(Stored items from a collection)
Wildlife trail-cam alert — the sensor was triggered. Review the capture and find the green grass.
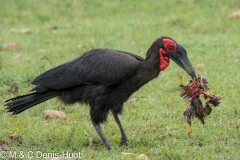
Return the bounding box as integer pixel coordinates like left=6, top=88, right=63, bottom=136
left=0, top=0, right=240, bottom=159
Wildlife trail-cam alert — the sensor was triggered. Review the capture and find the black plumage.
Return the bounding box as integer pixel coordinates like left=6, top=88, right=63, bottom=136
left=5, top=36, right=196, bottom=150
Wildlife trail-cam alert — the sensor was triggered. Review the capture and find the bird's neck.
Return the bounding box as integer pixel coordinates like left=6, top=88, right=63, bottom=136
left=139, top=61, right=160, bottom=82
left=145, top=46, right=161, bottom=71
left=145, top=46, right=170, bottom=71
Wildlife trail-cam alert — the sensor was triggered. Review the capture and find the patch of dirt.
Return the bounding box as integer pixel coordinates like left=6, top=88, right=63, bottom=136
left=42, top=109, right=67, bottom=120
left=3, top=42, right=19, bottom=51
left=8, top=82, right=18, bottom=93
left=196, top=63, right=204, bottom=70
left=83, top=140, right=103, bottom=150
left=20, top=29, right=32, bottom=34
left=9, top=133, right=22, bottom=143
left=228, top=11, right=240, bottom=19
left=0, top=140, right=10, bottom=151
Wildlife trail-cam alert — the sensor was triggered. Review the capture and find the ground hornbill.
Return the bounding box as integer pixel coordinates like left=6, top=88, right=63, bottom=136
left=5, top=36, right=196, bottom=150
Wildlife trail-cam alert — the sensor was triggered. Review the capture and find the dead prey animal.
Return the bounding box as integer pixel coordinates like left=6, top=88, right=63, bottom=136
left=178, top=73, right=223, bottom=138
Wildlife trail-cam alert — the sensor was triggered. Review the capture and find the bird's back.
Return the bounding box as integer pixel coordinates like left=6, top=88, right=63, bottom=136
left=32, top=49, right=144, bottom=92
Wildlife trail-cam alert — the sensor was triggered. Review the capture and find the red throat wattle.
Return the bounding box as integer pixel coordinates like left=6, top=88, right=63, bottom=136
left=159, top=48, right=170, bottom=71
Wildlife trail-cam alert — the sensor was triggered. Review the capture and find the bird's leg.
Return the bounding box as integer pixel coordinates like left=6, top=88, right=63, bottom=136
left=177, top=72, right=183, bottom=86
left=111, top=111, right=128, bottom=146
left=91, top=121, right=111, bottom=150
left=187, top=124, right=192, bottom=138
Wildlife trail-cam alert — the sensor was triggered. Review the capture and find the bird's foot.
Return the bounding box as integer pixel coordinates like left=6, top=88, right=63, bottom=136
left=187, top=125, right=192, bottom=138
left=104, top=143, right=111, bottom=150
left=120, top=137, right=129, bottom=146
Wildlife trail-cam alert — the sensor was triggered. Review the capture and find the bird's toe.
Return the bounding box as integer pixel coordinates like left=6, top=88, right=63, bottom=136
left=121, top=138, right=129, bottom=146
left=104, top=143, right=111, bottom=150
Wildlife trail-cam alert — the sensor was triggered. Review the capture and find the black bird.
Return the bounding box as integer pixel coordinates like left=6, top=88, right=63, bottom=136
left=5, top=36, right=196, bottom=150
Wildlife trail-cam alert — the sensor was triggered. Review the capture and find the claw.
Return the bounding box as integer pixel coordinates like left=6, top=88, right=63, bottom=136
left=187, top=125, right=192, bottom=138
left=178, top=72, right=183, bottom=86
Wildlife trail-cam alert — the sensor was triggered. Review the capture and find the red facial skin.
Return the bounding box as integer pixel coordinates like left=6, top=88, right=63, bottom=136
left=159, top=39, right=177, bottom=71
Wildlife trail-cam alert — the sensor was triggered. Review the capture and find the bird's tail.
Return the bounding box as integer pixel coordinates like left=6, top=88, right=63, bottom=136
left=5, top=91, right=60, bottom=114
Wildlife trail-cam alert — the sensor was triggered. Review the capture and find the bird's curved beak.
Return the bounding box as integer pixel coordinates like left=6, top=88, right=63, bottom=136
left=166, top=44, right=196, bottom=79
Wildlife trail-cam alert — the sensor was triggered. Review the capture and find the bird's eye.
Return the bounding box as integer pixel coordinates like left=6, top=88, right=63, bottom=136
left=168, top=43, right=174, bottom=50
left=163, top=39, right=177, bottom=51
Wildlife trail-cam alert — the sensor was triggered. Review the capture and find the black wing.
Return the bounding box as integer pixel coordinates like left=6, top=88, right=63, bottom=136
left=32, top=49, right=144, bottom=92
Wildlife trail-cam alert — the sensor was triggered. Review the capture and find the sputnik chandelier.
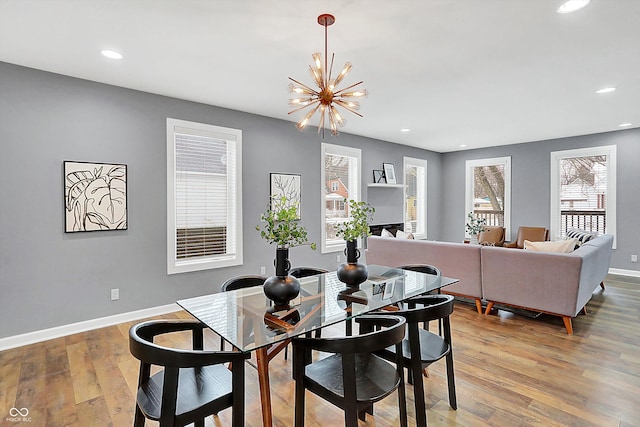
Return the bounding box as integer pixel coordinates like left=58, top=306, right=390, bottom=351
left=288, top=13, right=368, bottom=137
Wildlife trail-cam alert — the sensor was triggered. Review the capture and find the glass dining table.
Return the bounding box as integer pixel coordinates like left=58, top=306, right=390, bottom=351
left=177, top=264, right=458, bottom=427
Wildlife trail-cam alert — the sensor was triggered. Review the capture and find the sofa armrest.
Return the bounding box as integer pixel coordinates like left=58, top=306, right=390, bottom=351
left=504, top=241, right=518, bottom=248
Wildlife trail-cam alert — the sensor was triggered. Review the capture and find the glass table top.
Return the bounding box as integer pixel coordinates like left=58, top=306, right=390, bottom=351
left=177, top=265, right=458, bottom=352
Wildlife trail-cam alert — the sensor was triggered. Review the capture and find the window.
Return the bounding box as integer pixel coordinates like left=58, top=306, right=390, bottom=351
left=465, top=157, right=511, bottom=237
left=550, top=145, right=616, bottom=246
left=321, top=143, right=361, bottom=253
left=167, top=118, right=243, bottom=274
left=403, top=157, right=428, bottom=239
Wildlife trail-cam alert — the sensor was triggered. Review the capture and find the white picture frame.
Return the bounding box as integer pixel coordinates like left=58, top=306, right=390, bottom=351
left=383, top=163, right=396, bottom=184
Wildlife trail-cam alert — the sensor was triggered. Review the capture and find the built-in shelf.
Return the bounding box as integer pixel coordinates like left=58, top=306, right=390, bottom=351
left=367, top=183, right=404, bottom=188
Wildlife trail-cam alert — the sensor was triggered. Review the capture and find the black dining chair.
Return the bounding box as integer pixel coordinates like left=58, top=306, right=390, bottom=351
left=219, top=275, right=268, bottom=351
left=220, top=274, right=268, bottom=292
left=289, top=266, right=328, bottom=278
left=129, top=319, right=249, bottom=427
left=292, top=314, right=408, bottom=427
left=290, top=267, right=327, bottom=338
left=372, top=294, right=457, bottom=427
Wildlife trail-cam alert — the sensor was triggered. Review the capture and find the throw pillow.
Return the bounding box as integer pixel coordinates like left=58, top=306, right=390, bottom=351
left=395, top=229, right=415, bottom=239
left=381, top=228, right=394, bottom=238
left=565, top=228, right=596, bottom=248
left=524, top=238, right=578, bottom=253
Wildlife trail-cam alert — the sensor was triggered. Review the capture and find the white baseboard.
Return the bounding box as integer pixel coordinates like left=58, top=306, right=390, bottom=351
left=0, top=303, right=181, bottom=351
left=609, top=268, right=640, bottom=278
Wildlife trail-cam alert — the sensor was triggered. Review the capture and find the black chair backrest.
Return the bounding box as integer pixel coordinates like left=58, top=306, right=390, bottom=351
left=403, top=294, right=454, bottom=324
left=129, top=320, right=248, bottom=368
left=399, top=264, right=441, bottom=277
left=293, top=314, right=406, bottom=354
left=221, top=275, right=267, bottom=292
left=289, top=267, right=328, bottom=278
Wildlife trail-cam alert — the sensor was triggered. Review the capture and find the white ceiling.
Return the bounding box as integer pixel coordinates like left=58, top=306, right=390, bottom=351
left=1, top=0, right=638, bottom=153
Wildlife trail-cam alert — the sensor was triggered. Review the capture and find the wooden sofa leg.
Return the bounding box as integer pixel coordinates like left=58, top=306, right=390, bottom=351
left=484, top=301, right=494, bottom=315
left=562, top=316, right=574, bottom=335
left=475, top=299, right=483, bottom=314
left=582, top=306, right=588, bottom=315
left=600, top=281, right=605, bottom=290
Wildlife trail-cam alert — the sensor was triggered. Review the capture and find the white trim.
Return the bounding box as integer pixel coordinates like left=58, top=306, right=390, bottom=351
left=550, top=145, right=616, bottom=248
left=166, top=118, right=243, bottom=274
left=403, top=156, right=428, bottom=240
left=0, top=304, right=180, bottom=351
left=465, top=156, right=511, bottom=237
left=320, top=143, right=362, bottom=253
left=608, top=268, right=640, bottom=278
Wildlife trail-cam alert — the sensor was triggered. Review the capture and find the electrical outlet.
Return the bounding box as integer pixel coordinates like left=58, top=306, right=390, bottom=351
left=260, top=266, right=266, bottom=274
left=110, top=288, right=120, bottom=301
left=632, top=254, right=638, bottom=263
left=336, top=254, right=341, bottom=262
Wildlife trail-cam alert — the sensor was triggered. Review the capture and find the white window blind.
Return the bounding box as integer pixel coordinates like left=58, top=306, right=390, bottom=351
left=167, top=119, right=242, bottom=274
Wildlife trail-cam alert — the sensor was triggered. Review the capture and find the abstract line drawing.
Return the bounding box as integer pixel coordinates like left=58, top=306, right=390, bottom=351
left=64, top=161, right=128, bottom=232
left=270, top=173, right=301, bottom=219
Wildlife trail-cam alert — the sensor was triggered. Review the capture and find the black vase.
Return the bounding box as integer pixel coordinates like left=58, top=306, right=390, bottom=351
left=337, top=239, right=368, bottom=287
left=263, top=247, right=300, bottom=310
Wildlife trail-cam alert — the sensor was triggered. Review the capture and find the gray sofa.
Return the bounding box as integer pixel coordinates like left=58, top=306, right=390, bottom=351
left=365, top=234, right=614, bottom=334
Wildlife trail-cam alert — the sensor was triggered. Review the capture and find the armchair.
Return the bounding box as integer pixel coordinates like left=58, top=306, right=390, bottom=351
left=477, top=226, right=505, bottom=247
left=505, top=226, right=549, bottom=249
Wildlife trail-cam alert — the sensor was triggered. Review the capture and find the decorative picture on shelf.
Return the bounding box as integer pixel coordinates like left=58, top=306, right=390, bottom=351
left=270, top=173, right=302, bottom=219
left=373, top=169, right=385, bottom=183
left=64, top=161, right=128, bottom=232
left=383, top=163, right=396, bottom=184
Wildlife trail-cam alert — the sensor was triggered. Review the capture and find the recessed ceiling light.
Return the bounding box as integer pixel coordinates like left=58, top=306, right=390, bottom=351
left=557, top=0, right=590, bottom=14
left=100, top=49, right=123, bottom=60
left=400, top=128, right=411, bottom=133
left=459, top=144, right=467, bottom=148
left=596, top=87, right=616, bottom=94
left=618, top=123, right=632, bottom=127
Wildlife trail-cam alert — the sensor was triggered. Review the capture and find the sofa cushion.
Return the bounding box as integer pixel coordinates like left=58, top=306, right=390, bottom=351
left=381, top=228, right=394, bottom=238
left=524, top=238, right=577, bottom=253
left=395, top=229, right=414, bottom=239
left=566, top=228, right=596, bottom=248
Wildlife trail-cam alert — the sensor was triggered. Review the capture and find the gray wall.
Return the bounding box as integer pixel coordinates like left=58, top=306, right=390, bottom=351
left=440, top=130, right=640, bottom=270
left=0, top=62, right=441, bottom=338
left=2, top=61, right=637, bottom=339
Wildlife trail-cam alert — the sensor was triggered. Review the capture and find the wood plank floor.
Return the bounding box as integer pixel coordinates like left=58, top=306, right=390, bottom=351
left=1, top=274, right=639, bottom=426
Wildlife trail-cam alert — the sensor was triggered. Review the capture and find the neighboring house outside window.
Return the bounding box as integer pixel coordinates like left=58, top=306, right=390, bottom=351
left=321, top=143, right=361, bottom=253
left=167, top=118, right=243, bottom=274
left=403, top=157, right=428, bottom=239
left=550, top=145, right=616, bottom=247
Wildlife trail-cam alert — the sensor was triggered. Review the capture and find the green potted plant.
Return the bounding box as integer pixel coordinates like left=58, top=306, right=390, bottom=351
left=256, top=195, right=316, bottom=309
left=465, top=211, right=486, bottom=244
left=335, top=199, right=375, bottom=287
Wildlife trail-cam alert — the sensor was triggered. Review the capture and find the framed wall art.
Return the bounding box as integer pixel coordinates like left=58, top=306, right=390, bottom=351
left=64, top=161, right=128, bottom=232
left=270, top=173, right=301, bottom=218
left=383, top=163, right=397, bottom=184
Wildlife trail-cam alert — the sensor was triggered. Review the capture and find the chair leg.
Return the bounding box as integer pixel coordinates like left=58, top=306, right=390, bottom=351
left=294, top=370, right=305, bottom=426
left=412, top=363, right=428, bottom=427
left=133, top=406, right=145, bottom=427
left=445, top=351, right=457, bottom=410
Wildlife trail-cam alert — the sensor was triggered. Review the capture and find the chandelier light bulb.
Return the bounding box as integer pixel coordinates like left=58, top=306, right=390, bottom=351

▸ **ACTION ITEM**
Although the records above contain pictures, the copy should hold only the lines from their start through the line containing "the black plumage.", each exactly as written, and none of the pictures.

▸ **ANSWER SECTION**
Wildlife trail-cam alert — the sensor was triggered. Review the capture and find the green grass.
Return the bounding box as integer pixel coordinates like left=6, top=88, right=63, bottom=136
left=0, top=0, right=240, bottom=159
Wildlife trail-cam alert — the sensor was triggered. Review the capture and find the black plumage.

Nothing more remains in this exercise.